- _Exercise prompt_:
Print exactly the lines below between the line holding "of the shoreline" and the line holding "of the serrated", inclusive, and nothing more.

Saved entries
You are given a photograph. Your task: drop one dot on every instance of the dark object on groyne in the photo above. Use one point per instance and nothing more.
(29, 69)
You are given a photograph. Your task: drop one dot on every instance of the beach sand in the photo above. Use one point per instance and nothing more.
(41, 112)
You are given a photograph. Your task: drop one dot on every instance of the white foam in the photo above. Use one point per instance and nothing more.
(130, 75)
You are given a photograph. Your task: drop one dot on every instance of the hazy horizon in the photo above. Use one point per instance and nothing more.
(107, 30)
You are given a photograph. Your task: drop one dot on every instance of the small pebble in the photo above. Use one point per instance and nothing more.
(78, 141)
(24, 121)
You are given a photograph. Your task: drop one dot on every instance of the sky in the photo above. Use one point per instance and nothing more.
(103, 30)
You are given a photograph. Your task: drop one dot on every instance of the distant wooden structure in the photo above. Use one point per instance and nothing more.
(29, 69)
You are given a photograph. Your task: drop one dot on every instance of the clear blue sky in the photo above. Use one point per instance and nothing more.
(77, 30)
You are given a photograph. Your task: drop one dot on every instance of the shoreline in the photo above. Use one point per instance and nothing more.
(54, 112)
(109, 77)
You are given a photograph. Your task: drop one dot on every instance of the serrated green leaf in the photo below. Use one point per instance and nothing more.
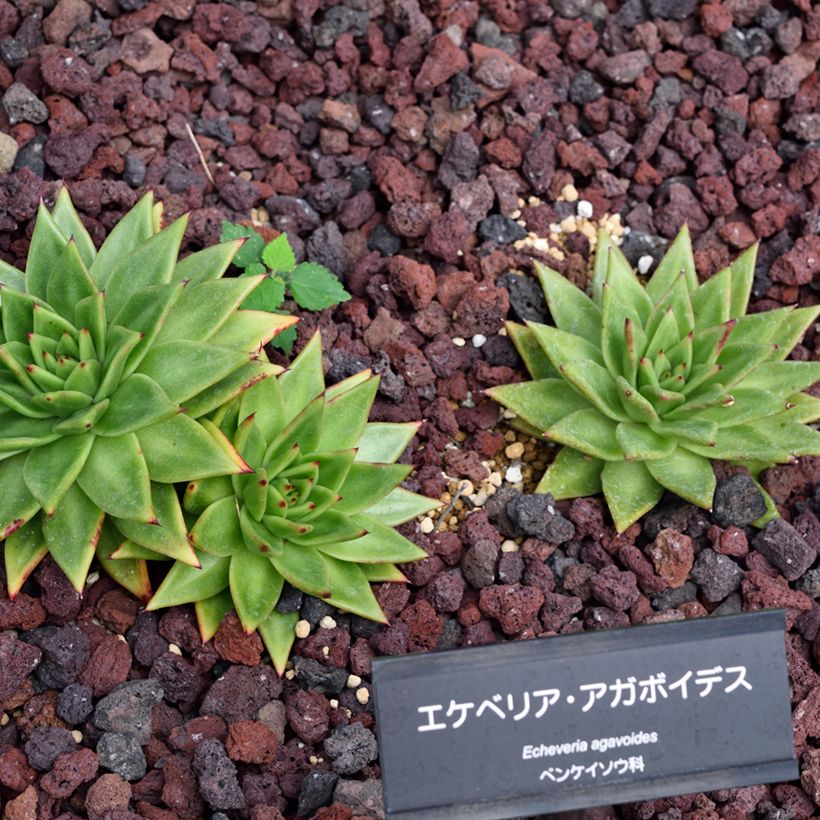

...

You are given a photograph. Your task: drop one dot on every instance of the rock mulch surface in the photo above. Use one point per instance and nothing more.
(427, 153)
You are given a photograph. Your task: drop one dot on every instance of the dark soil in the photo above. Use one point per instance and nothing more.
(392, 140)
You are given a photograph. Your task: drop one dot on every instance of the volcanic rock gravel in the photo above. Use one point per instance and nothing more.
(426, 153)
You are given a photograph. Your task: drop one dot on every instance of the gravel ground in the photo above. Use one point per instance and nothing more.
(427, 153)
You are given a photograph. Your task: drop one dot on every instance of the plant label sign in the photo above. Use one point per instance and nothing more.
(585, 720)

- _Response_:
You are given a photograph. Your task: drop one dot on every instance of the shoreline in the photo above. Use one point per instance and nothing more.
(54, 112)
(109, 77)
You are given a photograph. Your task: drop one dot on every instance of the serrated green leaf in the photo below. Use one point per instance and nothing more.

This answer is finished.